» **Task instructions**
Please copy every one of the lines below, word for word and in the same order.
========================================================================
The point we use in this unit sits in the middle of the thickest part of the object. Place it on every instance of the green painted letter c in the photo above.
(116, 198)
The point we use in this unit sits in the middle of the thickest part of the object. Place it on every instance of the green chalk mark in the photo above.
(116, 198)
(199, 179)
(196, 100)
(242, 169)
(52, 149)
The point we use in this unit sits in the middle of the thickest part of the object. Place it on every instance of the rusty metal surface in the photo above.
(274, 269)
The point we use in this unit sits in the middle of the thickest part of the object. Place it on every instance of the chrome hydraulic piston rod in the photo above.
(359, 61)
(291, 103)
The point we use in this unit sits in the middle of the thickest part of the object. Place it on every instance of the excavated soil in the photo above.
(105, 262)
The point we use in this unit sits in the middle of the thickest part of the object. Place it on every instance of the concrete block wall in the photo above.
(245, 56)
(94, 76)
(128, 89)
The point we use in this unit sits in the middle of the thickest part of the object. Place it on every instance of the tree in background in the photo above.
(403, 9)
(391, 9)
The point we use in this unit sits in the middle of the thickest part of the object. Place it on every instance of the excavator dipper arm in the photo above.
========================================================================
» **The output**
The point we use in this unit sits in the middle of the thickest part of the object. Place it on every instance of the green painted letter c in the photo above.
(116, 198)
The point we use in this unit sits in the middle of the thickest part of the object. Place it on every instance of the green chalk mark in the photo above.
(116, 198)
(199, 179)
(196, 100)
(242, 169)
(52, 149)
The point we use in this unit sits in the middle of the thickest part of the object. Place it on every instance of the rusty metal surface in the photo above.
(274, 269)
The point we use in this unit sits in the middle of the thickest part of the object. Place it on every instance of the chrome hydraulic piston rod in the photo above.
(359, 61)
(291, 103)
The point we use in this unit sits in the middle of the thickest part of the object. Place it on every instance of the excavated soil in the photo above.
(105, 262)
The point we use in this unit sits in the middle of the thickest part of the object. Place it on every instance of the concrete block wall in the photo above.
(245, 56)
(94, 76)
(128, 89)
The point we use in this unit sits in the middle of the thickest part of the object. Place it on every instance of the tree in background in the photo above.
(403, 9)
(391, 9)
The point we use in this unit sits in the middle of the thickest part of the object. Place it on every instance of the excavator dipper arm in the photo above.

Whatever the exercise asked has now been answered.